▶ CONSIGNE:
Répondez brièvement aux questions suivantes à l'aide de la sélection ci-dessous.
1. Combien de jours les navets fermentent-ils dans la cuve ?
2. Depuis combien d'années le père de Gilles Jaeg fournit-il ses navets à l'entreprise Speisser ?
3. Vers quelle machine les navets sont-ils acheminés après la cuve de lavage ?

Parmi ces derniers, le plus important, Constant Speisser de Geispolheim, proche de la retraite, cherchait un repreneur. Et a eu la chance de le trouver en la personne du jeune Gilles Jaeg, dont le père cultive ce type de navets et les fournissait justement à l'entreprise Speisser. Une suite cohérente pour le jeune repreneur, et un nouveau métier qui l'enthousiasme.

 

Un nouveau métier à apprendre

Bottes de caoutchouc immaculées aux pieds et charlotte sur la tête, Gilles Jaeg lance des poignées de sel sur les navets râpés qui viennent d'atterrir dans une large cuve de béton. "C'est le même processus que pour la choucroute" explique-t-il. "Mais on sale davantage les navets que les choux. Ensuite on ferme la cuve, on fait sortir l'air pour éviter l'oxydation, et on laisse fermenter dix jours, contre trois semaines pour la choucroute."

A ses côtés, Constant Speisser, tout jeune retraité et ancien maître des lieux, lui prodigue quelques conseils. Car le jeune repreneur de 22 ans en est à sa première année de production. Et même s'il fait ses preuves, il reste plein de petites choses à apprendre. C'est pourquoi Constant Speisser, ainsi que son épouse Cathy, restent disponibles pour lui, afin que cette transmission qui les réjouit se passe au mieux.  

"Son père nous a fourni ses navets depuis 30 ans" explique l'ancien producteur. "Quand on a cherché un repreneur, Gilles s'est manifesté, et c'était le candidat idéal. On connaît ses parents et leur exploitation, et eux nous connaissent."

"Nous sommes heureux que Gilles ait repris" renchérit sa femme, Cathy Speisser. "On le connaît depuis qu'il est bébé. Il a grandi dans les navets, et on sent qu'il aime le faire." Elle-même épaule encore le jeune homme "pour l'administratif et la traçabilité, pour qu'il note tout et n'oublie rien." Son mari le conseille pour l'entretien des machines et le salage. "Il sait que, s'il a besoin de nous, nous sommes là" assure Cathy Speisser.

L'automne dernier, avant de se décider à racheter les parts de l'entreprise et tout le matériel, Gilles Jaeg était déjà venu quelques jours "pour voir si ce travail allait (lui) plaire." Aujourd'hui, malgré un peu de stress, il est pleinement convaincu d'avoir fait le bon choix. "J'ai de la chance que Cathy et Constant soient avec moi, pour me montrer comment ça fonctionne, et corriger mes erreurs" reconnaît-il.

 

Des salariés pédagogues

A l'extérieur, les navets encore terreux sont acheminés par tapis roulant vers une cuve de lavage, puis une éplucheuse géante. Mais ensuite, chaque navet lavé est pris en main, pour vérifier s'il reste des impuretés, qui sont coupées au couteau, avant que les légumes passent dans la râpe qui les transforme en longs rubans de "Nüdle" (nouilles).

▶ EXTRAITS DES DONNÉES:
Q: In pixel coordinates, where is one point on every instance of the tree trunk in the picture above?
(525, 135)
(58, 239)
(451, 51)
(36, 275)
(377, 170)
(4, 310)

▶ CORRIGÉ:
1. Dix jours.
2. Depuis 30 ans.
3. Vers une éplucheuse géante.